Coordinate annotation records
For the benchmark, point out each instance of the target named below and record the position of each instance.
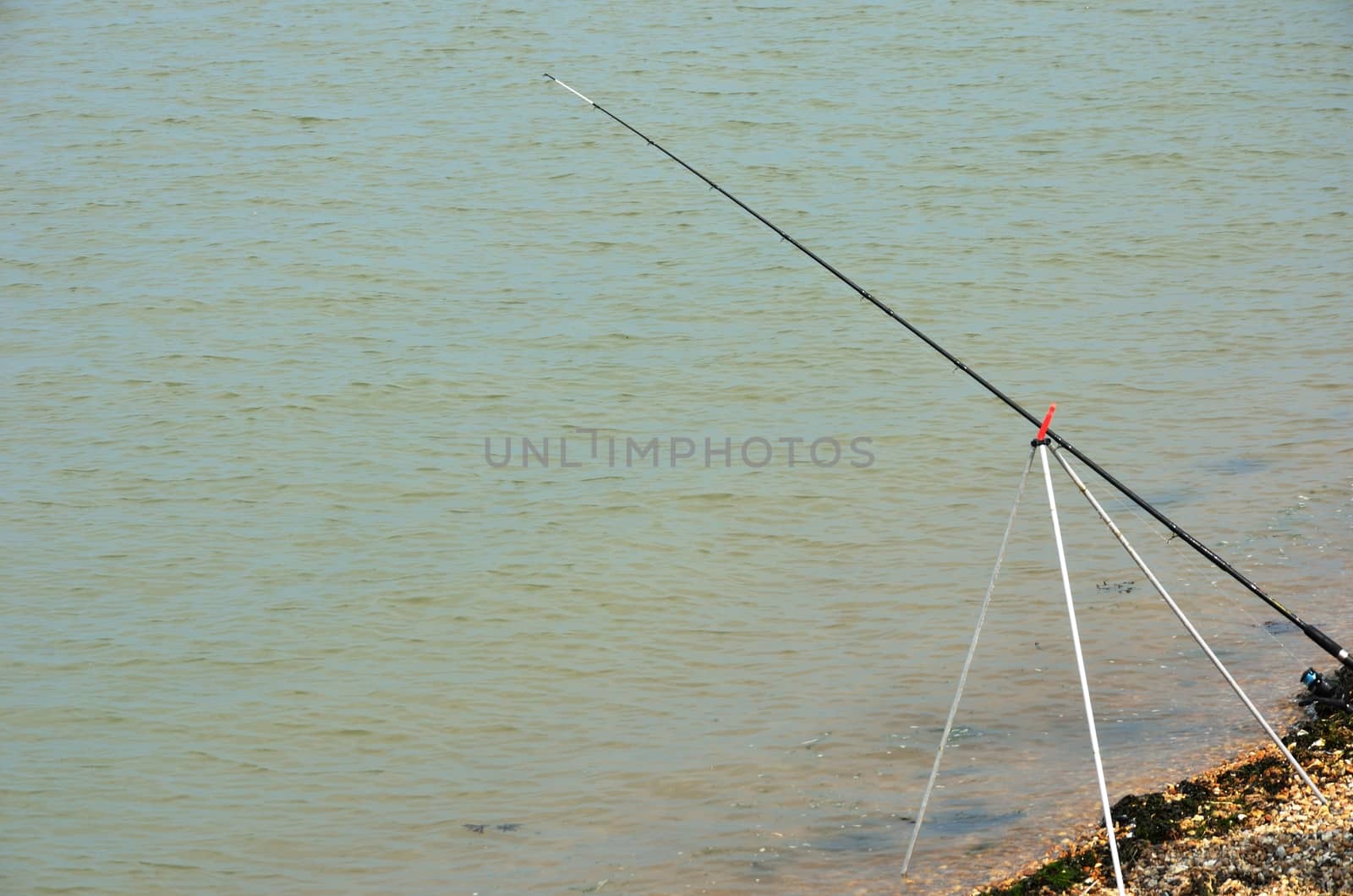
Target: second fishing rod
(1319, 637)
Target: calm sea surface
(274, 275)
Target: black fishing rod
(1323, 641)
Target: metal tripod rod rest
(1188, 626)
(1323, 641)
(1041, 444)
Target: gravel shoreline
(1249, 826)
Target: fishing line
(1319, 637)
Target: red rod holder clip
(1042, 430)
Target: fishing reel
(1323, 693)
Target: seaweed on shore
(1208, 806)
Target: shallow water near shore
(283, 283)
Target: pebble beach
(1248, 826)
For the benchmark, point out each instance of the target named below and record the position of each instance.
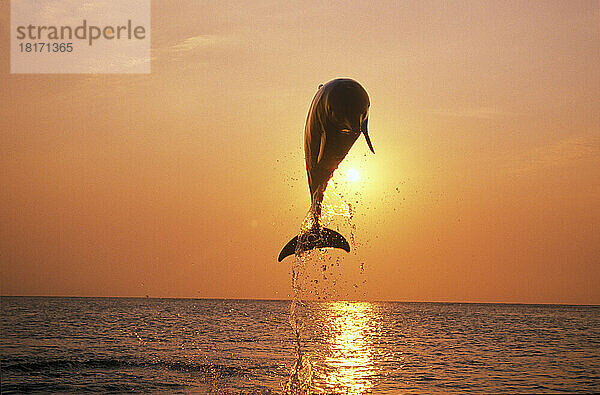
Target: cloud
(473, 112)
(201, 41)
(561, 154)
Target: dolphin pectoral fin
(321, 148)
(316, 238)
(289, 249)
(364, 128)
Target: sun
(353, 175)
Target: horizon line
(304, 300)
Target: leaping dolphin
(338, 114)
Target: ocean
(145, 345)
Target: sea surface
(74, 345)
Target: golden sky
(188, 181)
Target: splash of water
(300, 380)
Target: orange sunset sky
(186, 182)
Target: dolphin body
(338, 114)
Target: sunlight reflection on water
(348, 361)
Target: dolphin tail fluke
(315, 238)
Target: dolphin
(338, 114)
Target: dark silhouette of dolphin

• **Short task**: Put every line of the material above into a Markdown table with the columns "No." and "Line", numbering the rows and skipping blank lines. Leave the pictures out.

• **Solution for this task**:
| No. | Line |
|---|---|
| 1 | For the benchmark, point out each instance of the target named below and record the position of each instance. |
| 2 | Target: second fishing rod |
| 3 | (1319, 637) |
| 4 | Target: calm sea surface |
| 5 | (274, 275) |
| 6 | Target: black fishing rod |
| 7 | (1323, 641) |
| 8 | Target: metal tripod rod rest |
| 9 | (1188, 626) |
| 10 | (1323, 641) |
| 11 | (1041, 444) |
| 12 | Target: gravel shoreline |
| 13 | (1249, 826) |
| 14 | Target: fishing line |
| 15 | (1319, 637) |
| 16 | Target: red rod holder clip |
| 17 | (1042, 430) |
| 18 | Target: fishing reel |
| 19 | (1323, 693) |
| 20 | Target: seaweed on shore |
| 21 | (1208, 806) |
| 22 | Target: shallow water near shore |
| 23 | (283, 283) |
| 24 | Target: pebble beach |
| 25 | (1248, 826) |
| 26 | For the benchmark, point out each instance of the target named below and record the position of each instance. |
| 27 | Target: cloud |
| 28 | (473, 112) |
| 29 | (201, 41) |
| 30 | (561, 154) |
| 31 | Target: dolphin pectoral fin |
| 32 | (321, 148) |
| 33 | (316, 238) |
| 34 | (289, 249) |
| 35 | (364, 128) |
| 36 | Target: sun |
| 37 | (353, 175) |
| 38 | Target: horizon line |
| 39 | (304, 300) |
| 40 | Target: leaping dolphin |
| 41 | (338, 114) |
| 42 | Target: ocean |
| 43 | (145, 345) |
| 44 | Target: sea surface |
| 45 | (74, 345) |
| 46 | Target: golden sky |
| 47 | (188, 181) |
| 48 | Target: splash of water |
| 49 | (300, 380) |
| 50 | Target: orange sunset sky |
| 51 | (186, 182) |
| 52 | Target: dolphin body |
| 53 | (338, 114) |
| 54 | Target: sunlight reflection on water |
| 55 | (348, 361) |
| 56 | Target: dolphin tail fluke |
| 57 | (315, 238) |
| 58 | Target: dolphin |
| 59 | (338, 114) |
| 60 | Target: dark silhouette of dolphin |